__RECORD SET__:
▼▼▼

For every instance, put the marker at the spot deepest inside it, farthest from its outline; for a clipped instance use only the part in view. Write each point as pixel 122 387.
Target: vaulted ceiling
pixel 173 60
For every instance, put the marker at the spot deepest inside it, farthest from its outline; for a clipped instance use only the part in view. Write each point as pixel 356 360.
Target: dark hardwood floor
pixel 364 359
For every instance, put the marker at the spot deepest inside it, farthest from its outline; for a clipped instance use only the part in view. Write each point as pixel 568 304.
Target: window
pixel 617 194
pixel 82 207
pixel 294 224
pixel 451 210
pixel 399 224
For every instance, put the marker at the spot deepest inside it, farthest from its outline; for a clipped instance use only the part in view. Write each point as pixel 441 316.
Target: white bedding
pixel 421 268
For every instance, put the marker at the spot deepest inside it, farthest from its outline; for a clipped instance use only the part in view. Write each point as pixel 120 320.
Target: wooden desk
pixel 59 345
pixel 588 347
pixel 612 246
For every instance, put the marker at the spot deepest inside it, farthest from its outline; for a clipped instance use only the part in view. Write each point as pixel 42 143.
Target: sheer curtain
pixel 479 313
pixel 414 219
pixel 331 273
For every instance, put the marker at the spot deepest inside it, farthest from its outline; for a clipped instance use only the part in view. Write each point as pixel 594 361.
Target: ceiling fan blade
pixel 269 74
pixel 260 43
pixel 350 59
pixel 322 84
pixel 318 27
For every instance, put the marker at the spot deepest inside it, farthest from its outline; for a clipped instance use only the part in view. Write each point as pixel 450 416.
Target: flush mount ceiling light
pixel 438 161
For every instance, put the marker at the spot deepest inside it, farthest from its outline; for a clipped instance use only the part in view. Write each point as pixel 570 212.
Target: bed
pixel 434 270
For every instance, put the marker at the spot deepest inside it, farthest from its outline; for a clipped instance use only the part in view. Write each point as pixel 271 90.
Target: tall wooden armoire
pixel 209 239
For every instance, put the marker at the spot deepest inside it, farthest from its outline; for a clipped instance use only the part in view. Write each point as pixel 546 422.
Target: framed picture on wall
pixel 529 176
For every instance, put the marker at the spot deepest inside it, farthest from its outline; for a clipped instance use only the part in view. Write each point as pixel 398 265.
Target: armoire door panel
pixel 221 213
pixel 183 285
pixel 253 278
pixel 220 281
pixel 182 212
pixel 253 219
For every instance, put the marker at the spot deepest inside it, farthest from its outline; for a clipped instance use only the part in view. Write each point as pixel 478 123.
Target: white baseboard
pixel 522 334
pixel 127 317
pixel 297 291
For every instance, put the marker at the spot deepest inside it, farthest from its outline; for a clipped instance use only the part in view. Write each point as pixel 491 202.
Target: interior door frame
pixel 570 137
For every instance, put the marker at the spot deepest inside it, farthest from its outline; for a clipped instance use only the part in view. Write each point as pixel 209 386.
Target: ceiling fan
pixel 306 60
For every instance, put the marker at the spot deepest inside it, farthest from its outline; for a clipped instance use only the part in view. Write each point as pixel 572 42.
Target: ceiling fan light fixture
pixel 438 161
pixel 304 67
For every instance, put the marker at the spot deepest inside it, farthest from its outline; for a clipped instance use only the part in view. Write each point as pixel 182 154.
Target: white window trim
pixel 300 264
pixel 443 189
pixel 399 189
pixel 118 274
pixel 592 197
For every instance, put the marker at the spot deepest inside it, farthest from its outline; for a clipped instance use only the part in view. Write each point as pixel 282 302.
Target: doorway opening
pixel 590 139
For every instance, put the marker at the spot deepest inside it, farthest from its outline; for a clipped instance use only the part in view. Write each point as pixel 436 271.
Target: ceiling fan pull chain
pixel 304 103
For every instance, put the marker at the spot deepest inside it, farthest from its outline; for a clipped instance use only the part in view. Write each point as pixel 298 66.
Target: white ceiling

▲▲▲

Please set out every line above as a Markdown table with two columns, Row and Line, giving each row a number and leaving out any blank lines.

| Row | Line |
|---|---|
| 1 | For every instance, put the marker at the spot deepest inside it, farthest from its outline; for a clipped instance use only the part in view. Write each point as pixel 122 387. |
| 2 | Target: vaulted ceiling |
| 3 | pixel 173 60 |
| 4 | For every instance, put the marker at the spot deepest inside it, farthest from its outline; for a clipped instance use only the part in view. Write each point as pixel 356 360. |
| 5 | Target: dark hardwood floor |
| 6 | pixel 364 359 |
| 7 | For every instance, put the marker at the spot deepest inside it, farthest from its outline; for a clipped instance use only the part in view. Write each point as pixel 568 304. |
| 8 | Target: window |
| 9 | pixel 617 194 |
| 10 | pixel 82 207 |
| 11 | pixel 294 224 |
| 12 | pixel 451 210 |
| 13 | pixel 399 224 |
| 14 | For every instance, put the marker at the spot deepest inside it, farthest from its outline; for a clipped instance use only the part in view. Write each point as pixel 441 316. |
| 15 | Target: white bedding |
| 16 | pixel 421 268 |
| 17 | For every instance, put the marker at the spot deepest inside it, farthest from its outline; for a clipped instance use only the part in view. Write each point as pixel 120 320. |
| 18 | Target: wooden desk |
| 19 | pixel 59 345 |
| 20 | pixel 588 347 |
| 21 | pixel 612 246 |
| 22 | For every instance, put the marker at the spot deepest inside it, farthest from its outline; for a clipped instance use only the part in view. Write each point as pixel 42 143. |
| 23 | Target: sheer curtain |
| 24 | pixel 479 313 |
| 25 | pixel 414 219 |
| 26 | pixel 331 273 |
| 27 | For every instance, put the marker at the spot deepest inside it, farthest from its outline; for a clipped instance use only the part in view. Write each point as pixel 594 361. |
| 28 | Target: ceiling fan blade |
| 29 | pixel 269 74 |
| 30 | pixel 260 43 |
| 31 | pixel 350 59 |
| 32 | pixel 322 84 |
| 33 | pixel 318 27 |
| 34 | For every instance, put the marker at the spot deepest inside it, farthest from its outline; for a clipped instance use only the part in view. Write each point as pixel 450 416. |
| 35 | Target: flush mount ceiling light |
| 36 | pixel 438 161 |
| 37 | For every instance, put the marker at the spot deepest inside it, farthest from its outline; for a clipped instance use only the part in view. Write each point as pixel 570 212. |
| 38 | Target: bed |
| 39 | pixel 434 270 |
| 40 | For every instance, put the marker at the spot deepest inside it, farthest from its outline; for a clipped instance use only the part in view. Write each point as pixel 271 90. |
| 41 | Target: tall wooden armoire |
| 42 | pixel 209 239 |
| 43 | For every instance, put the marker at the spot deepest inside it, farthest from its outline; for a clipped instance use only the part in view. Write each point as pixel 546 422. |
| 44 | Target: framed picture on wall |
| 45 | pixel 529 176 |
| 46 | For every instance, put the marker at the spot deepest inside it, farthest from its outline; for a clipped instance use only the part in view. Write each point as pixel 398 265. |
| 47 | Target: armoire door panel |
| 48 | pixel 221 213 |
| 49 | pixel 183 285 |
| 50 | pixel 253 278 |
| 51 | pixel 220 281 |
| 52 | pixel 182 212 |
| 53 | pixel 253 219 |
| 54 | For every instance, put the marker at the spot deepest inside it, farthest from its outline; for a clipped instance use only the part in view. Write each point as pixel 478 123. |
| 55 | Target: white baseboard |
| 56 | pixel 522 334 |
| 57 | pixel 127 317 |
| 58 | pixel 297 291 |
| 59 | For every instance, put the marker at the spot deepest inside it, farthest from its outline; for a clipped instance use only the part in view. Write each point as pixel 491 202. |
| 60 | Target: interior door frame |
| 61 | pixel 570 137 |
| 62 | For every instance, put the marker at the spot deepest inside it, farthest from its outline; for a clipped instance use only the part in view. Write each point as pixel 209 386. |
| 63 | Target: ceiling fan |
| 64 | pixel 306 60 |
| 65 | For every instance, put the marker at the spot deepest inside it, farthest from its outline; for a clipped instance use only the part in view. Write each point as pixel 572 42. |
| 66 | Target: ceiling fan light fixture |
| 67 | pixel 438 161 |
| 68 | pixel 304 67 |
| 69 | For every instance, put the marker at the spot deepest inside it, farthest from its outline; for a clipped instance use only the part in view. Write each point as pixel 182 154. |
| 70 | Target: white window trim |
| 71 | pixel 300 264 |
| 72 | pixel 443 189 |
| 73 | pixel 399 189 |
| 74 | pixel 118 274 |
| 75 | pixel 592 197 |
| 76 | For every instance, put the marker at the spot deepest inside it, farthest from its outline; for a clipped instance use only the part in view. Write each point as pixel 282 302. |
| 77 | Target: doorway opening |
| 78 | pixel 590 139 |
| 79 | For every instance, put the marker at the spot deepest inside it, farthest from its outline; for a clipped instance use only the part in view. Write each point as pixel 436 271. |
| 80 | Target: ceiling fan pull chain |
| 81 | pixel 304 103 |
| 82 | For every instance, put the marker at the spot deepest inside it, farthest from its outline; for a clipped instance use only the part in view. Write each point as pixel 298 66. |
| 83 | Target: white ceiling |